Exercise goal
Can you reproduce, word for word, everything in the sermon outline from "So answering this" down to "can’t control it."?

(Text Opens)

2. Text: I Thessalonians 5:16-18
3. Audience : Central Christian Church, July12, 2015
4. Objectives:
-for the people to understand that prayer is central to dealing with life’s challenges, and to understand what it means to pray continually
-for the people to feel confident that prayer will help them handle life’s challenges, and to feel eager to implement ways to make prayer more of a constant in their life
-for the people to deliberately pray on more and more occasions, expecting it to be a way that God will empower them to better handle life
5. When I finish my sermon I want my audience to pray continually, making God and His presence a constant in their thinking every day
6. Type: expositopispringpracticobang
7. Dominant Thought: I
8. Outline:
Intro – Life throws us a lot of curves. Even when we plan things out pretty carefully…
A young man goes into a drug store and brings 3 boxes of chocolate up to the register. The pharmacist looks at them and says, “That’s different. You realize those are 3 different sizes, don’t you?”
The young man says, "I know. I’ve been seeing this girl for a while and she’s really beautiful. I want the chocolate because I think tonight’s "the" night. We’re gonna have dinner with her parents, and then we’re going out. If she lets me hold her hand I’m going to give her the small box if she lets me kiss her on the cheek I’m going to give her the medium box and if she lets me kiss her on the lips I’m going to give her the big box. The young man makes his purchase and leaves. Later that evening, he sits down to dinner with his girlfriend and her parents. He asks if he might say the prayer before the meal, and they agree. So he begins. And he prays and prays and prays – one of the most eloquent and thorough prayers the girl had ever heard. Finally, he says Amen. The girl leans over and says, "You never told me that you were such a religious person." He leans over to her and says, "You never told me that your father is a pharmacist." You never know what life is going to throw at you!
How can I get life under control? You can’t! You can’t control nature. You can’t control the stock market. You can’t control gasoline prices. You can’t control what other people do. You can’t even control the hearts of the people who live in your home.
So answering this question begins with a resignation: resigning to the fact that no matter how well you invest, no matter how many of the right foods you eat and how many of the right exercises you do, no matter how much you study, no matter who you get to know, you can’t control life. The market can collapse; some other driver can cross over and hit you; someone you trusted will let you down; a tsunami will strike. You can’t control it.

(Text Closes)
(Data section Opens)

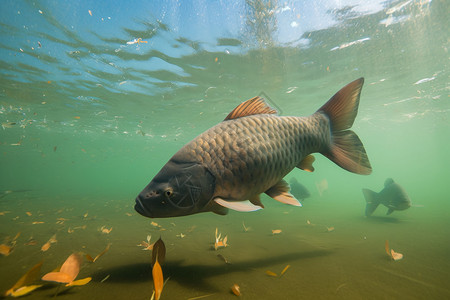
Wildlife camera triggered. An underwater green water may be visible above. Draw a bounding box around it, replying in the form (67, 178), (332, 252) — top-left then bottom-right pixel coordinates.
(0, 1), (450, 299)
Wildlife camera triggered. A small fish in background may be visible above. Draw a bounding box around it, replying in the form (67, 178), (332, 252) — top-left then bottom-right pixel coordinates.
(289, 177), (311, 201)
(362, 178), (411, 217)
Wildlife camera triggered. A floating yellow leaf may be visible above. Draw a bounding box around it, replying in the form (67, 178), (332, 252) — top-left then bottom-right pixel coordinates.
(152, 258), (164, 300)
(10, 284), (43, 297)
(391, 249), (403, 261)
(152, 238), (166, 265)
(231, 284), (241, 296)
(384, 240), (403, 261)
(280, 265), (291, 276)
(100, 226), (112, 234)
(42, 253), (82, 284)
(66, 277), (92, 286)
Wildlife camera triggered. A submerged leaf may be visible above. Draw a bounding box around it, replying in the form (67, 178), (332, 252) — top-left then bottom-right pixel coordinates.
(6, 262), (42, 296)
(280, 265), (291, 276)
(152, 258), (164, 300)
(42, 253), (82, 283)
(10, 284), (42, 297)
(42, 272), (72, 283)
(66, 277), (92, 286)
(384, 240), (391, 256)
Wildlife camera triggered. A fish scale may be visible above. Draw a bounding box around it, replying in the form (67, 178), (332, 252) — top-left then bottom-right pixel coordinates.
(135, 78), (372, 218)
(174, 115), (330, 200)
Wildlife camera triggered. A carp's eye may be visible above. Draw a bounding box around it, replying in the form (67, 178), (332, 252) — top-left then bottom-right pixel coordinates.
(164, 189), (173, 197)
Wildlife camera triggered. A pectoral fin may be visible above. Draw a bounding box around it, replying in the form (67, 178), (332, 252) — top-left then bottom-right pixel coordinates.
(266, 179), (302, 206)
(214, 198), (262, 212)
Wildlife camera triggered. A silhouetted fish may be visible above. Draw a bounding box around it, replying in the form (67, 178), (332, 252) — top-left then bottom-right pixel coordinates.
(362, 178), (411, 217)
(135, 78), (372, 218)
(289, 177), (311, 200)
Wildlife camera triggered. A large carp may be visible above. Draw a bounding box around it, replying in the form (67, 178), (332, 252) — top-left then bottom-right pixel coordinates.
(135, 78), (372, 218)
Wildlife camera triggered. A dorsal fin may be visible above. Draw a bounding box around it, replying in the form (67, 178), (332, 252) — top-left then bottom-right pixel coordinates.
(224, 97), (277, 121)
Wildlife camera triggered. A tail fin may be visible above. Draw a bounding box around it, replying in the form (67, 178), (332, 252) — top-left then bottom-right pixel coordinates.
(317, 78), (372, 175)
(363, 189), (380, 217)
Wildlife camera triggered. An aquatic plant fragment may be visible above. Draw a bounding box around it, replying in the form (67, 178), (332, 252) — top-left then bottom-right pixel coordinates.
(42, 253), (92, 286)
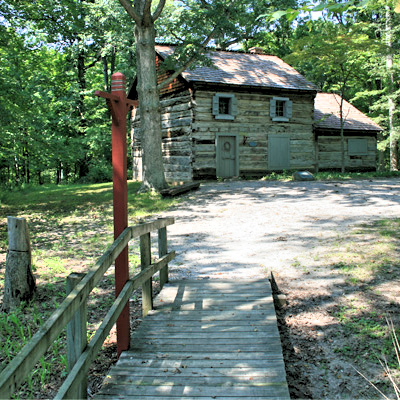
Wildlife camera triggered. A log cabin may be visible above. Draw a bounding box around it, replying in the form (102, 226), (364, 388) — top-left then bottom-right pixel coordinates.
(129, 45), (381, 182)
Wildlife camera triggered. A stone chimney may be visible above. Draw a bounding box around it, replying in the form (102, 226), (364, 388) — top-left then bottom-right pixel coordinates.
(249, 47), (264, 54)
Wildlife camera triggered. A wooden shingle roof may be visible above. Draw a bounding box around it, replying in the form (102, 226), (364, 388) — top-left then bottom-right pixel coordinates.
(156, 46), (317, 91)
(314, 93), (383, 132)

(Data section Closes)

Result of this task
So answering this question begins with a resignation: resigning to the fact that no matter how well you invest, no matter how many of the right foods you eat and how many of the right exercises you do, no matter how much you study, no matter who you get to know, you can’t control life. The market can collapse; some other driver can cross over and hit you; someone you trusted will let you down; a tsunami will strike. You can’t control it.